#### PROVIDED RECORDS ####

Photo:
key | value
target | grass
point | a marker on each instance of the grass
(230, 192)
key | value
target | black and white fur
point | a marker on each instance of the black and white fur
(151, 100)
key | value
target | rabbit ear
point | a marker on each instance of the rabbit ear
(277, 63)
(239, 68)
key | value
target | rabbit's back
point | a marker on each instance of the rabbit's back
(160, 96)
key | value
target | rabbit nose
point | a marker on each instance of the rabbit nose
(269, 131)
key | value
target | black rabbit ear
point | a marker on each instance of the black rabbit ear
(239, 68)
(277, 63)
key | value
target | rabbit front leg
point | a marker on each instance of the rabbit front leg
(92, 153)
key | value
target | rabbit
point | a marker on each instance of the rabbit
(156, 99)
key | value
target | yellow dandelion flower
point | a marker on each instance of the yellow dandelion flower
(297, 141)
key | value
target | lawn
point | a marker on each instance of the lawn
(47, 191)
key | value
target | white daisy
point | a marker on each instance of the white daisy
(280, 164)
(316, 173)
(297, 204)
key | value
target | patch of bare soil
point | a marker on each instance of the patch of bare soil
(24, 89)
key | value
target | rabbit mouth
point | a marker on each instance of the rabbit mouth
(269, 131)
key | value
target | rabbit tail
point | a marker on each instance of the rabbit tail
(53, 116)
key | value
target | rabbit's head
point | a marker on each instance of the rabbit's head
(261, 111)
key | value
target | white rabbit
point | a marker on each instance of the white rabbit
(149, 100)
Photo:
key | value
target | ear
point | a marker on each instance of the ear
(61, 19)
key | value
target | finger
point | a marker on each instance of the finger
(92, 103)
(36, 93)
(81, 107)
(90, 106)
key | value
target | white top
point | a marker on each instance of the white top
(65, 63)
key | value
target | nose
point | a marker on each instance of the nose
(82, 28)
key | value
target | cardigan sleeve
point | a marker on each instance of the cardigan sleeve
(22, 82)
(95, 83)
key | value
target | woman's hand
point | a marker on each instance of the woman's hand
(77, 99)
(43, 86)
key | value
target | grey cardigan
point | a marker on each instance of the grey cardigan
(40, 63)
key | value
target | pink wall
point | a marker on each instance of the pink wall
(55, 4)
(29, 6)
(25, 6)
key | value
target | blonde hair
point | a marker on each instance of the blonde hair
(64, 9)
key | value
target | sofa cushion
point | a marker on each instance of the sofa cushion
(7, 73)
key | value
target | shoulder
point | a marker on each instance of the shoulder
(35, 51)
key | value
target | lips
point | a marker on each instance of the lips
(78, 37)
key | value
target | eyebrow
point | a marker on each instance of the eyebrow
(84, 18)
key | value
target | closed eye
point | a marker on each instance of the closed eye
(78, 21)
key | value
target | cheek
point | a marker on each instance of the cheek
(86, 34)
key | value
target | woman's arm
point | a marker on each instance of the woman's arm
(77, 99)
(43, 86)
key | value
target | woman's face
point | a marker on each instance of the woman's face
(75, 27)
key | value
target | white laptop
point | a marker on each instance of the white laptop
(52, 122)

####

OBJECTIVE: Give back the data above exactly as it appears.

SOLUTION TO THE EXERCISE:
Photo:
key | value
target | grass
point | a marker on each instance of the grass
(230, 192)
key | value
target | black and white fur
point | a marker on each instance of the black and white fur
(151, 100)
key | value
target | rabbit ear
point | a marker on each instance of the rabbit ear
(277, 63)
(239, 68)
key | value
target | rabbit's back
point | a marker on each instance of the rabbit's back
(160, 96)
key | value
target | rabbit nose
point | a marker on each instance of the rabbit nose
(269, 131)
key | value
target | black rabbit ear
point | a marker on each instance of the black rabbit ear
(239, 68)
(277, 63)
key | value
target | rabbit front leg
point | a marker on each instance of the rabbit front leg
(92, 153)
key | value
target | rabbit
point | a marker on each instance of the rabbit
(156, 99)
key | value
target | yellow dandelion flower
point | a marker on each instance of the yellow dandelion flower
(297, 141)
key | value
target | lawn
point | a marker on each instance of the lawn
(47, 191)
key | value
target | white daisy
point | a marker on each instance of the white daisy
(280, 164)
(316, 173)
(297, 204)
key | value
target | patch of bare soil
point | a marker on each instance of the patch of bare soil
(24, 89)
key | value
target | rabbit mouth
point | a marker on each instance of the rabbit mouth
(269, 131)
key | value
target | rabbit tail
point | a marker on each instance of the rabbit tail
(53, 116)
key | value
target | rabbit's head
point | a marker on each instance of the rabbit's head
(261, 111)
key | value
target | white rabbit
point | a marker on each instance of the white rabbit
(149, 100)
Photo:
key | value
target | ear
point | a marker on each instance of the ear
(61, 19)
key | value
target | finger
point | a marker on each instance of the finger
(92, 103)
(36, 93)
(81, 107)
(90, 106)
key | value
target | white top
point | a marker on each instance of the white top
(65, 63)
key | value
target | nose
point | a marker on each instance of the nose
(82, 28)
key | value
target | cardigan sleeve
point | a marker on each instance of the cardigan sleeve
(22, 82)
(95, 83)
key | value
target | woman's hand
point | a marker on each instance of the woman's hand
(77, 99)
(43, 86)
key | value
target | grey cardigan
point | a marker on each instance of the grey cardigan
(40, 63)
key | value
target | pink wall
point | a marker on each instance of the pink wall
(55, 4)
(29, 6)
(25, 6)
key | value
target | blonde hair
point | a marker on each instance of the blonde hair
(64, 9)
key | value
target | sofa cushion
point | a marker on each instance of the sofa cushion
(7, 73)
key | value
target | shoulder
point | a marker on each instance of the shoulder
(35, 51)
key | value
target | lips
point | a marker on each instance of the lips
(78, 37)
key | value
target | eyebrow
point | a marker on each instance of the eyebrow
(84, 18)
key | value
target | closed eye
point | a marker on each instance of the closed eye
(78, 21)
key | value
target | cheek
point | a marker on each instance of the cheek
(86, 34)
key | value
target | woman's arm
point | a marker on each instance of the woman's arm
(77, 99)
(43, 86)
key | value
target | woman's face
point | a marker on each instance of the woman's face
(75, 27)
key | value
target | white laptop
point | a marker on each instance of the white laptop
(52, 122)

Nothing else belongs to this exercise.